■ Task statement
Convert the records below into a Markdown table with two columns, Row and Line. Number each line in order and leave out blank lines.

■ Dataset extract
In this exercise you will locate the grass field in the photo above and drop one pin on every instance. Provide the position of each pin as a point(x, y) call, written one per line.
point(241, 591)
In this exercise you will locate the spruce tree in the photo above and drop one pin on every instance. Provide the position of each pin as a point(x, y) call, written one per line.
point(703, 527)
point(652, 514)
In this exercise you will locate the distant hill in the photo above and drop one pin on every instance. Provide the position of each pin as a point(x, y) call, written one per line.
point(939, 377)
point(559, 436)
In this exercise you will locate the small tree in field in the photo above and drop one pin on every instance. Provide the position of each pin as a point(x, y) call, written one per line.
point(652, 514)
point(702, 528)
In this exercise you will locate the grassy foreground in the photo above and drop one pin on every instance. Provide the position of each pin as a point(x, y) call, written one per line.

■ Solution to the problem
| Row | Line |
|---|---|
| 1 | In this exercise you will locate the grass field in the photo above and drop one pin on every instance. Provide the position of each pin as a point(x, y) call, written one per line. |
| 2 | point(241, 591) |
| 3 | In this exercise you will locate the spruce tree in the photo above and drop one pin on every instance. Provide the position of each pin as a point(x, y) call, written one per line. |
| 4 | point(703, 527) |
| 5 | point(652, 514) |
| 6 | In this exercise you will locate the distant hill in the photo above and drop one pin on every instance. Provide the position of each pin as a point(x, y) call, written one per line. |
| 7 | point(939, 377) |
| 8 | point(559, 436) |
| 9 | In this exercise you will locate the small tree in field in the photo above and drop one pin on every instance. Provide the position of each pin as a point(x, y) call, written one per line. |
| 10 | point(652, 514) |
| 11 | point(702, 528) |
| 12 | In this exercise you will locate the grassy foreground in the photo above and drop one pin on every instance. Provide the position of each pin as a point(x, y) call, written one per line. |